» **What this task involves**
Every line below should be copied exactly; drop the pictures.

» **Records from a data collection**
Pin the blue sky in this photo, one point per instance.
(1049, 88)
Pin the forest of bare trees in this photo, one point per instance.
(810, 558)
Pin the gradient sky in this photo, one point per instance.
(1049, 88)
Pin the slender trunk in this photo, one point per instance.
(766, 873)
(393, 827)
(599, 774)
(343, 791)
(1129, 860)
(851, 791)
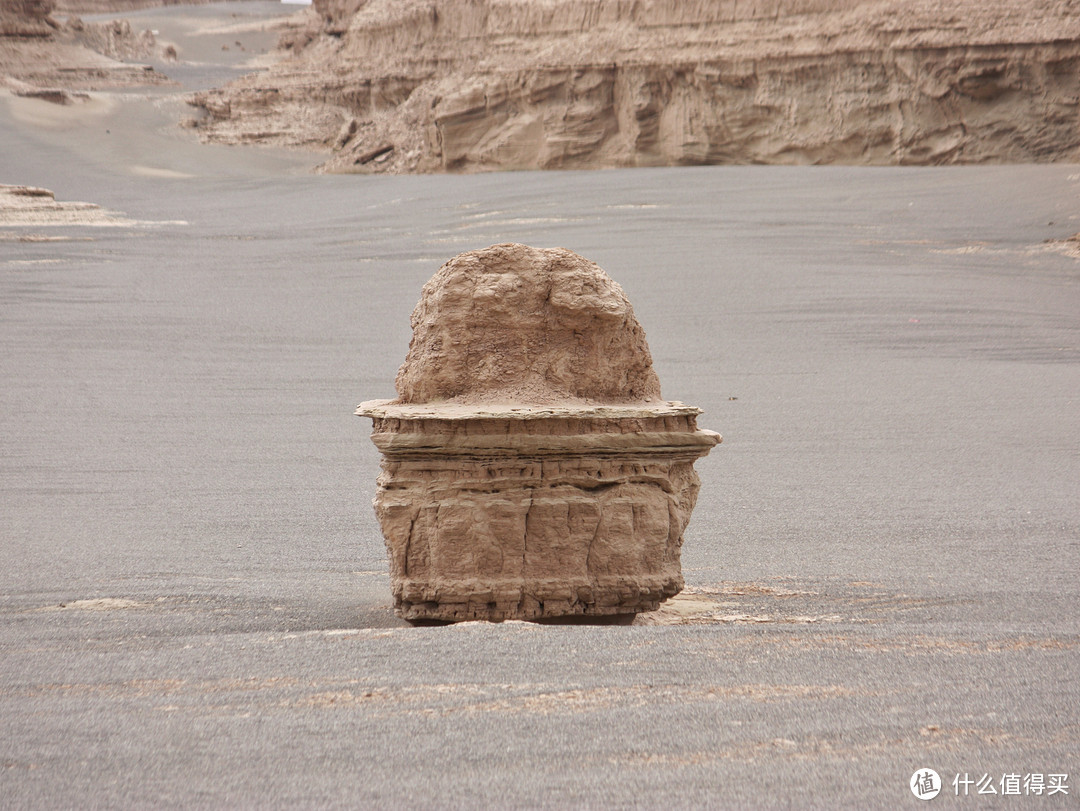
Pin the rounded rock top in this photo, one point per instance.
(517, 324)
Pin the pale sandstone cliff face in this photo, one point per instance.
(40, 56)
(429, 85)
(515, 324)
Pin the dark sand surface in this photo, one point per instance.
(194, 610)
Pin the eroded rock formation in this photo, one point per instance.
(530, 469)
(45, 58)
(428, 85)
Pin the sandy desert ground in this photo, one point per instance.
(194, 607)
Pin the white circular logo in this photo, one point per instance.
(926, 784)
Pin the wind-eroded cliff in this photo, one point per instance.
(429, 85)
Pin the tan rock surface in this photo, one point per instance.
(428, 85)
(529, 469)
(516, 324)
(45, 58)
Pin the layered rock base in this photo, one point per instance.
(535, 512)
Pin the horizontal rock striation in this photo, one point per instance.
(43, 58)
(529, 468)
(535, 512)
(430, 85)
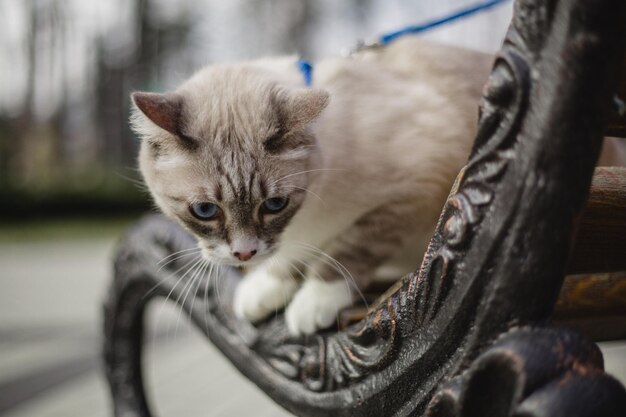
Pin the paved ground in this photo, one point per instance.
(50, 343)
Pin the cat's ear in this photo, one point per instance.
(163, 109)
(303, 106)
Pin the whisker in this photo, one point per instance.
(206, 298)
(306, 190)
(338, 266)
(186, 291)
(201, 275)
(306, 172)
(182, 278)
(195, 249)
(158, 284)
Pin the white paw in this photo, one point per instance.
(260, 294)
(315, 306)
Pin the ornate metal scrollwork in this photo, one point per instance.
(496, 262)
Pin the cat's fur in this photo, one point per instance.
(366, 157)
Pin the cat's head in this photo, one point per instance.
(229, 155)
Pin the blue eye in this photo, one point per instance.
(204, 211)
(275, 204)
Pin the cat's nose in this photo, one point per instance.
(244, 256)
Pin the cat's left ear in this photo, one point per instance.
(301, 107)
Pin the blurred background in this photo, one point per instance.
(69, 185)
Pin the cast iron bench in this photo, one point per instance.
(474, 332)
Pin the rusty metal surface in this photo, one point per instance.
(462, 336)
(601, 239)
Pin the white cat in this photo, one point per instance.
(317, 190)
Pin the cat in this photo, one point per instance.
(316, 190)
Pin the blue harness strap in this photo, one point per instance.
(306, 69)
(459, 14)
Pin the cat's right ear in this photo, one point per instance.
(163, 109)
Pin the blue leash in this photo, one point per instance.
(459, 14)
(306, 68)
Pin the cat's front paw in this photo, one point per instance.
(261, 293)
(316, 305)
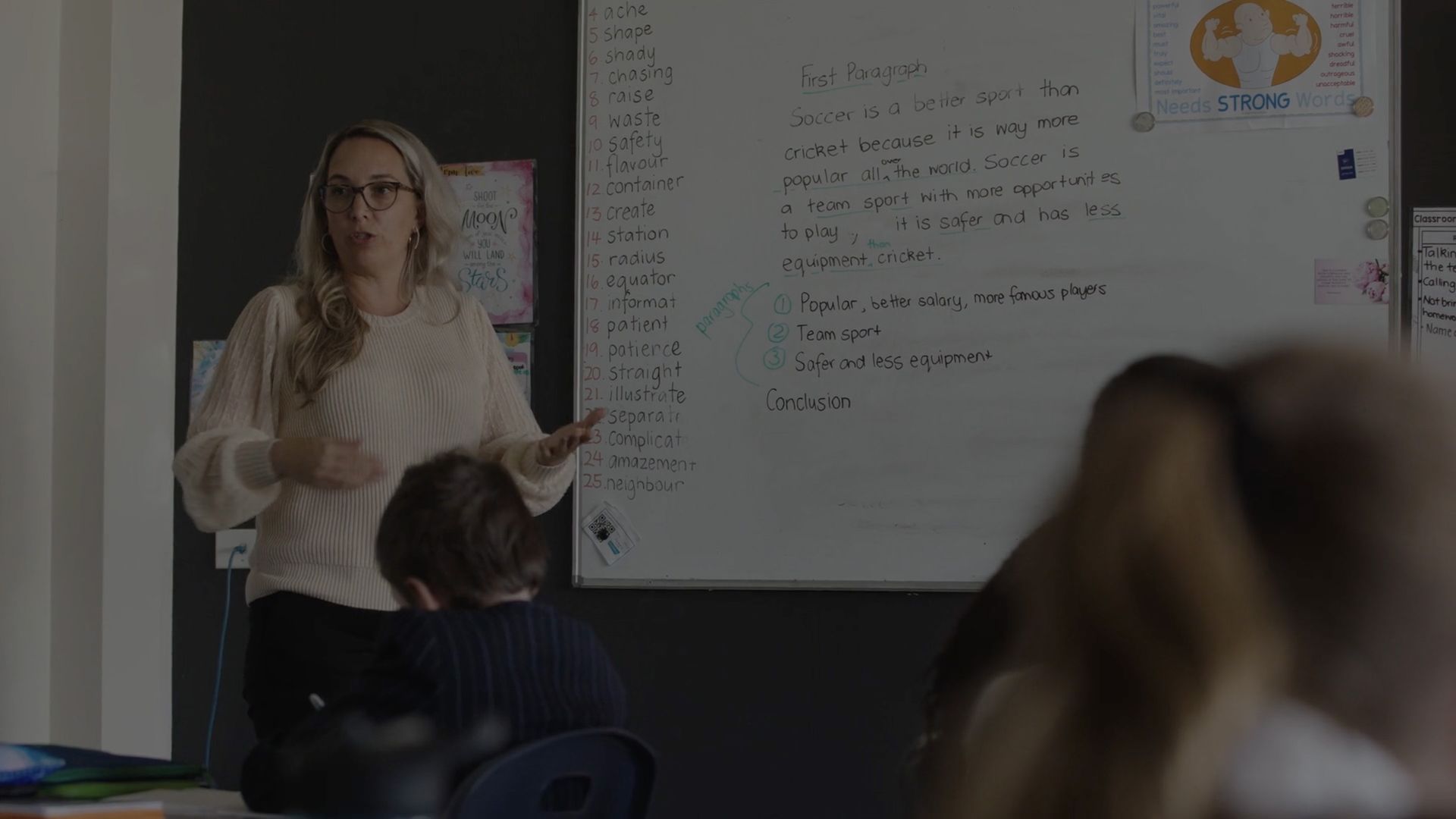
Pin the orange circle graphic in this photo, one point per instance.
(1253, 37)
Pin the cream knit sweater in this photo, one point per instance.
(430, 379)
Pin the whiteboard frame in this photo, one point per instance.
(1400, 341)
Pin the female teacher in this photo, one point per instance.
(369, 360)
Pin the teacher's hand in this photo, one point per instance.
(560, 445)
(325, 464)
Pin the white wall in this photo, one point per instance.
(80, 346)
(88, 315)
(142, 278)
(30, 93)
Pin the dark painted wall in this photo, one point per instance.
(761, 704)
(1427, 111)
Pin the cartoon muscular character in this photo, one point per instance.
(1256, 50)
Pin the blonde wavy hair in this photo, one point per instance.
(1283, 535)
(331, 330)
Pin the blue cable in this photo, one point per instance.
(221, 643)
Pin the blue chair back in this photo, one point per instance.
(587, 774)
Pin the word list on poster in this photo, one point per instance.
(632, 360)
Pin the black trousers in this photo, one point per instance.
(300, 646)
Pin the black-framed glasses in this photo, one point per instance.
(378, 196)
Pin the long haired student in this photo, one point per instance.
(1250, 610)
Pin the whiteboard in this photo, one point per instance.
(823, 371)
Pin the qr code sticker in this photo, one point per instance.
(601, 526)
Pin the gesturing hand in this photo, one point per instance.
(325, 464)
(560, 445)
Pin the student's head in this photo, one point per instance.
(986, 634)
(1280, 531)
(457, 534)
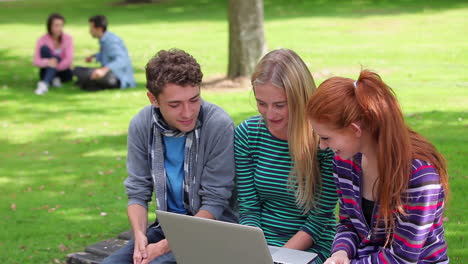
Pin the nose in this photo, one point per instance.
(270, 113)
(186, 111)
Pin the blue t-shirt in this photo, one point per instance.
(174, 164)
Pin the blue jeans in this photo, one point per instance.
(125, 254)
(47, 74)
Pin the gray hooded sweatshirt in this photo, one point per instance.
(213, 190)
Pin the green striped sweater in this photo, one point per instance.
(265, 198)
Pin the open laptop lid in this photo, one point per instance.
(196, 240)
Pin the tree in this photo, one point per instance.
(246, 36)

» **Output for this task**
Pin the blue sky in this photo, one point per instance.
(1049, 88)
Pin the forest of bare trees in this photo, one point per instance.
(810, 558)
Pin the gradient sky in this photo, one point per instance.
(1049, 88)
Pin the slender trunk in this photo, one point per instance.
(766, 873)
(393, 827)
(599, 774)
(343, 791)
(1129, 860)
(851, 791)
Pin the rounded rock top in this photo, one point per instance.
(517, 324)
Pin the pale sandstone cliff face in this photo, one point per instance.
(40, 56)
(429, 85)
(515, 324)
Pin the dark sand surface in this photo, one point per instance.
(194, 610)
Pin the eroded rock formation in this photo, one point per instance.
(530, 469)
(45, 58)
(428, 85)
Pin the sandy desert ground in this photo, one point per instance.
(194, 607)
Pin the white circular logo in this photo, one point per instance.
(926, 784)
Pin the wind-eroded cliff in this photo, one point per instance.
(429, 85)
Pin the tan rock surface in this photo, one point per instance.
(428, 85)
(529, 469)
(516, 324)
(45, 58)
Pin the layered rock base in this photo, one point per instance.
(535, 512)
Pin the horizontal rock striation in this photo, one point per instance.
(43, 58)
(529, 468)
(535, 512)
(430, 85)
Pin the paved ground in this photo, one point per instance.
(50, 343)
Pin the cat's ear in this photo, one point per instance.
(163, 109)
(303, 106)
Pin the whisker in this photo, one point per instance.
(206, 298)
(306, 190)
(338, 266)
(186, 291)
(201, 275)
(306, 172)
(182, 278)
(195, 249)
(158, 284)
Pin the white paw in this photo, one point per instance.
(260, 294)
(315, 306)
Pin the ornate metal scrollwork in this photo, one point per instance.
(496, 262)
Pin the cat's fur in this photo, one point per instance.
(366, 157)
Pin the cat's head in this photo, one point per instance.
(229, 155)
Pin the blue eye in this photo, one point per instance.
(204, 211)
(275, 204)
Pin the cat's nose in this photo, one point per instance.
(244, 256)
Pin the cat's left ear in this photo, one point per instance.
(301, 107)
Pin the blurred background in this photo, one point per instance.
(69, 185)
Pin the cast iron bench in this photo, one point per instance.
(474, 332)
Pin the rusty metal surface in this photo, one point per instance.
(462, 336)
(601, 239)
Pin the white cat in this photo, one point per instance.
(317, 190)
Pin the cat in this photo, one point per instance.
(316, 190)
Pin the blue harness strap in this photo, one point per instance.
(306, 69)
(459, 14)
Pin the cat's right ear in this photo, one point per instance.
(163, 109)
Pin the blue leash in this photo, one point per instance.
(459, 14)
(306, 68)
Pin the cat's front paw in this photo, one point per instance.
(261, 293)
(316, 305)
Pin the orange circle graphic in this photo, one point per instance.
(1253, 37)
Pin the cream knit sweater in this photo, one point per instance.
(430, 379)
Pin the whiteboard frame in this photo, one point per instance.
(1400, 341)
Pin the female teacher in this photo, one point per instance.
(369, 360)
Pin the teacher's hand in this photo, one point per instance.
(560, 445)
(325, 464)
Pin the white wall in this photo, one point per instance.
(80, 346)
(88, 315)
(142, 278)
(30, 93)
Pin the dark painted wall in this photo, one point per instance.
(761, 704)
(1427, 111)
Pin the cartoon muscular character in this photo, one point per instance.
(1256, 50)
Pin the blonde wavy hair in this photo, one point per instance.
(1283, 535)
(331, 330)
Pin the blue cable in this photo, one point per instance.
(221, 643)
Pin the blue chair back in this photo, one point per instance.
(587, 774)
Pin the word list on poster in this photo, one point per instance.
(632, 360)
Pin the black trousers in this photo, one point per instance.
(300, 646)
Pin the black-framed glasses in this photo, one point per instance.
(378, 196)
Pin the long haired student in this photo, one point per instance.
(1250, 610)
Pin the whiteboard in this photo, one point per instance.
(823, 371)
Pin the qr code sticker in this photo, one point per instance.
(601, 526)
Pin the gesturing hand in this photo, one point per instance.
(325, 464)
(560, 445)
Pin the student's head in this photo, one point per instance.
(986, 634)
(1280, 531)
(457, 534)
Pin the nose in this photo, one point per instance.
(270, 113)
(186, 111)
Pin the blue t-shirt in this photo, one point per instance.
(174, 164)
Pin the blue jeans in this photo, one point per instance.
(125, 254)
(47, 74)
Pin the gray hooded sweatshirt in this photo, one point per instance.
(213, 190)
Pin the green striped sweater in this photo, one point per instance.
(265, 198)
Pin the open laptop lid in this photo, one point per instance.
(196, 240)
Pin the tree in this photo, one point per instance.
(246, 36)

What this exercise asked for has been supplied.